= TO DO =
Copy out, in full, every line of the listing below that contains the word "person".

= DATA EXTRACT =
╔══

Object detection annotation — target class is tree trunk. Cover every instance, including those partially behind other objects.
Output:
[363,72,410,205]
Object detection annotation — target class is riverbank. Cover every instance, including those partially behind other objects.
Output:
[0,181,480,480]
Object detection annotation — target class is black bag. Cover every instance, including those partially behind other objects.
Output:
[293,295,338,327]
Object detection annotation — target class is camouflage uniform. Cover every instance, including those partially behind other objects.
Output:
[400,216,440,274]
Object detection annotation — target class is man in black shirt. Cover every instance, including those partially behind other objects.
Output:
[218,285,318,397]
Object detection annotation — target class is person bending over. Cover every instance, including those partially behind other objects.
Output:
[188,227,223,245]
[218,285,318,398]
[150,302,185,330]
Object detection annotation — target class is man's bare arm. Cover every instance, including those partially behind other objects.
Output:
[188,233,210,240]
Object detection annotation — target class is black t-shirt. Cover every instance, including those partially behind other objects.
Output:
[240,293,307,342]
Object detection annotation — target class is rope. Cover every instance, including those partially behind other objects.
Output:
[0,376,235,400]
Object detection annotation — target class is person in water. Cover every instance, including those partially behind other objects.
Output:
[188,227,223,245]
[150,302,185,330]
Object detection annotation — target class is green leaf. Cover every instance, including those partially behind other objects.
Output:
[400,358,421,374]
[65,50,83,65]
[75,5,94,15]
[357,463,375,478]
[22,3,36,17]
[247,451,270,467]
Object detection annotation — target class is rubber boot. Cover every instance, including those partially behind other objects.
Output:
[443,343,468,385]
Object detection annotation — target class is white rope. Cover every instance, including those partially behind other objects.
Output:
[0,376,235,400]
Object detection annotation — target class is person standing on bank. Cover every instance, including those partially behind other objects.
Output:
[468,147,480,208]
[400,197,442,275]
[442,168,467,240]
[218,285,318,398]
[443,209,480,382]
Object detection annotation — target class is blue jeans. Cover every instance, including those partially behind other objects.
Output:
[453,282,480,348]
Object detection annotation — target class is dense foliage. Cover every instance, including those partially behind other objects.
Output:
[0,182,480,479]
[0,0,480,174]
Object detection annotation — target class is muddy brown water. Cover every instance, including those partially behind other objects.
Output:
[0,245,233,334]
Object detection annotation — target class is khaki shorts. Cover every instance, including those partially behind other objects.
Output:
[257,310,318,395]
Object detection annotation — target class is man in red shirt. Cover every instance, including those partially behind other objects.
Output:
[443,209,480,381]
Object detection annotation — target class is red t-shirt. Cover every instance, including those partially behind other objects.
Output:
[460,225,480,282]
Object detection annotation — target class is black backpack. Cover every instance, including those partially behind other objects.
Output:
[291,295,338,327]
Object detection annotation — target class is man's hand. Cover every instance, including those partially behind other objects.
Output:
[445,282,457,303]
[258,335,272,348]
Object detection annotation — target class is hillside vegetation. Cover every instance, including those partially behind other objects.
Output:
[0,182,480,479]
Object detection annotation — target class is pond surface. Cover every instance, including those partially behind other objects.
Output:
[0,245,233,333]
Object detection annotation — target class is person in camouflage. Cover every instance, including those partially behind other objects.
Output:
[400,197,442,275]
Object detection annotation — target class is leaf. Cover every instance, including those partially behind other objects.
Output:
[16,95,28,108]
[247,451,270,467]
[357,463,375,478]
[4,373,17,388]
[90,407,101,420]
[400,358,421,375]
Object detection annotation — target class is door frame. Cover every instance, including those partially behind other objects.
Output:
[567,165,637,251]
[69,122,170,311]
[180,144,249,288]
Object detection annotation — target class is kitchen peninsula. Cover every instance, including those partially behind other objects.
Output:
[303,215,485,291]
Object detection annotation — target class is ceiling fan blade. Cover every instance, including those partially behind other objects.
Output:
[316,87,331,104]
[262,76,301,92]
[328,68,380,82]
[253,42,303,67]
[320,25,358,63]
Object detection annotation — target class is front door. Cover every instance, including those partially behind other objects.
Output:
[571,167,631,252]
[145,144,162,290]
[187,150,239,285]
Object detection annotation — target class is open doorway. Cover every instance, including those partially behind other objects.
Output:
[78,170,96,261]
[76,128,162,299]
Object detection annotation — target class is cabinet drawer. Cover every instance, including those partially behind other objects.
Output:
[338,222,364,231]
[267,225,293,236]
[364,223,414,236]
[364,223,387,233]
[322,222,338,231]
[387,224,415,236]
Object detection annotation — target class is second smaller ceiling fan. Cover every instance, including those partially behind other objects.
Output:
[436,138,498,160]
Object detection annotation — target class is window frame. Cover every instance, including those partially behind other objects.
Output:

╚══

= SOLVED PROBLEM =
Object detection annotation — target class is person bending over. Cover every instance, including those partially behind other objects.
Object detection annotation — target class is person in water. Cover every instance, including those partially behind other objects.
Object detection annotation — target class is person standing on bank. Cover every instance, including those partially behind other objects.
Object detection annotation — target class is person in camouflage. Cover every instance, including those partially behind other objects.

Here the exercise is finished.